• Problem description: Below are some entries; reproduce them exactly and leave every picture out.

Segment Start: Source data

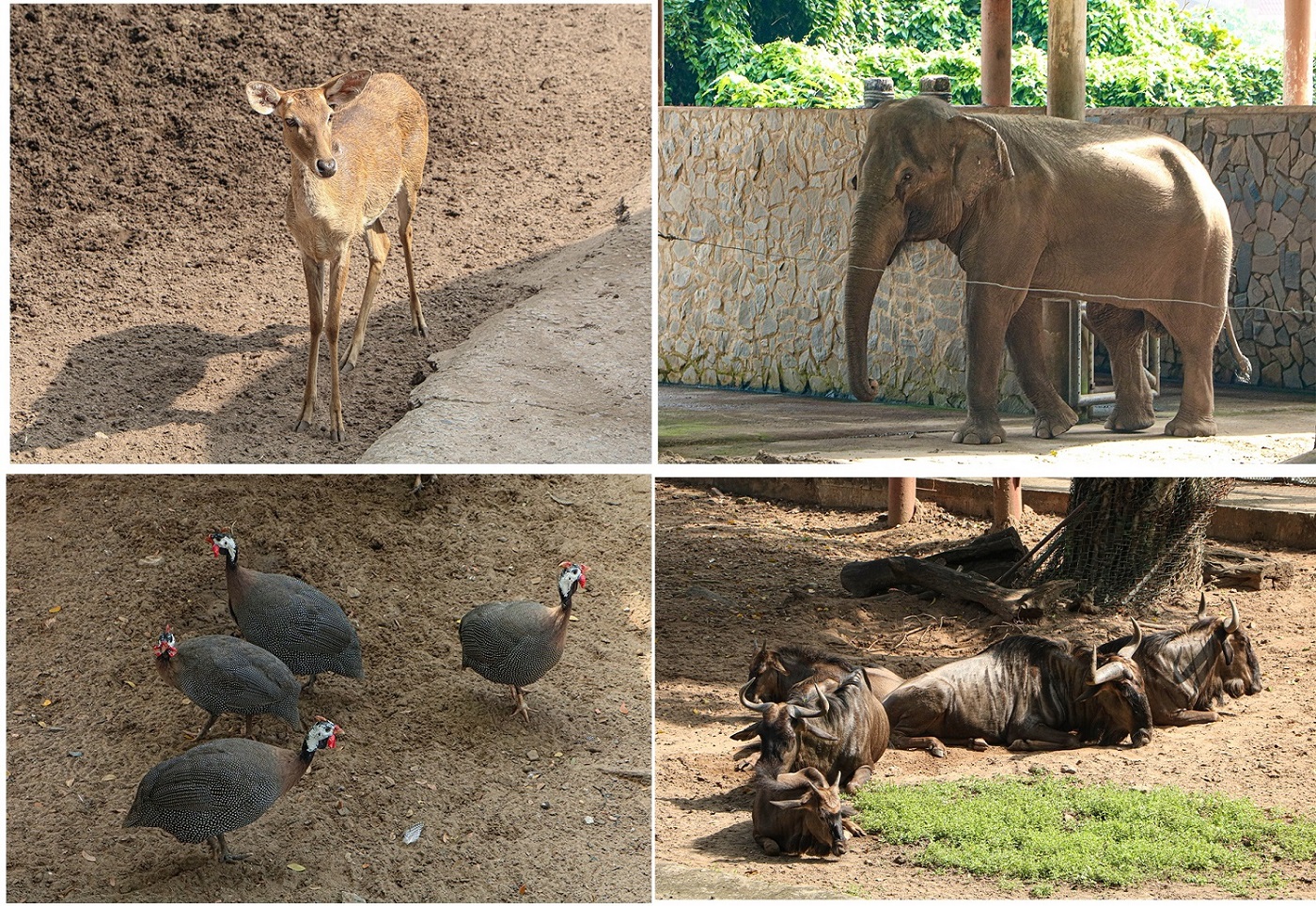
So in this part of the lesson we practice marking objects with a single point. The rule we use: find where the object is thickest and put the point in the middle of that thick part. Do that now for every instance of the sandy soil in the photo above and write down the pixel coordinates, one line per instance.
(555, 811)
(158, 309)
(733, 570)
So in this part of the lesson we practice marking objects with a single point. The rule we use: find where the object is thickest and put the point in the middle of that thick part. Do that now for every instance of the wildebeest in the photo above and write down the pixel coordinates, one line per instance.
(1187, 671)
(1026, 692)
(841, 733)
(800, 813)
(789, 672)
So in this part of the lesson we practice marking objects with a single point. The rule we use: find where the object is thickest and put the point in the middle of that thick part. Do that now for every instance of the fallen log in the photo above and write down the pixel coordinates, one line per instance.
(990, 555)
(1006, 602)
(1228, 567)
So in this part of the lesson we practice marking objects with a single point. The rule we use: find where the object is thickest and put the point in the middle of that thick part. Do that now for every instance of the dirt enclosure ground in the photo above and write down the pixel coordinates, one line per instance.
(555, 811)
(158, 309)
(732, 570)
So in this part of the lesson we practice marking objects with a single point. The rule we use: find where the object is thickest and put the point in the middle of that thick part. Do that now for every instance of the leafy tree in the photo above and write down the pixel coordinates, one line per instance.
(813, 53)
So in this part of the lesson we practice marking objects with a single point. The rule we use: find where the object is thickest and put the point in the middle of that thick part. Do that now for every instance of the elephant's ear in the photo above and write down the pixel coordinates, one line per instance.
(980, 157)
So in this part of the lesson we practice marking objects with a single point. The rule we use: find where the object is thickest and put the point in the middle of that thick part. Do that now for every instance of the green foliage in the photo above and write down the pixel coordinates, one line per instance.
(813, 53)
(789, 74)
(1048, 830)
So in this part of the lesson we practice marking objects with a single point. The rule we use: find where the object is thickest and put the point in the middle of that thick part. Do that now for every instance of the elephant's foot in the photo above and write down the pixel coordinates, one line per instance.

Segment End: Source data

• Your response:
So in this part of the lesson we practice marking objects with a single point. The rule we use: find where the object is thickest and put the point in the middle of that thick part. Do that now for every instance of the sandy soil in the photo above and write down the pixel coordinates, one line per instance.
(555, 811)
(158, 309)
(733, 570)
So in this part of the lesson we practice marking objects with a single point. The rule we use: find where the object is thickest and put the point in the middle of that thick part. Do that now for every instance of the wildebeest in the photo above and write down the pixel coordinates, one line per instance.
(1187, 671)
(1026, 692)
(841, 733)
(800, 813)
(789, 672)
So in this part of the lesson we practice marking objects with a single point. The rule we use: find where the object is thickest and put the point in the middle of that thick part. Do that now for every instance of the fallen log in the photo above and write down the pixel coordinates, one line per instance.
(990, 555)
(1006, 602)
(1228, 567)
So in this part of the lesson we practice marking objects with a single point. The rule we use: find where the object is thickest and put the point in the middle of that thick part. Do that now for every instance of the dirt enclosure ground in the photo above and write down the pixel coordinates, one line per instance.
(555, 811)
(158, 309)
(732, 570)
So in this part of the lesson we practice marking objects with a single point. The rule we use: find where the object is thickest and put the point in the middle of that thick part. Do that now for every instance of the leafy tree in the photo above and write down the pixel coordinates, one line per instance.
(813, 53)
So in this part of the lesson we practice marking objects with a single point. The rule we use: find where the object is thickest and put the point in the middle of that thick part. Do that now for every instance of the elephant's ear in the photo above and write down the pixel coordinates, one line per instance.
(980, 157)
So in this part of the lesson we practice marking objects with a single point. The rule we use: find where the object is thickest and put the point in the middle of that thick part. Do that now for every instance of the green foliage in the photo above and write down the pixel coordinates, one line per instance.
(813, 53)
(789, 74)
(1048, 830)
So in this part of the lesson we practice marking objects with a single point. The rule we use: find where the object is thickest and put the point in the middle of that thick part. Do that now for every instance of the elephant's foot in the photo above and write down the pixel coordinates, one line per instance.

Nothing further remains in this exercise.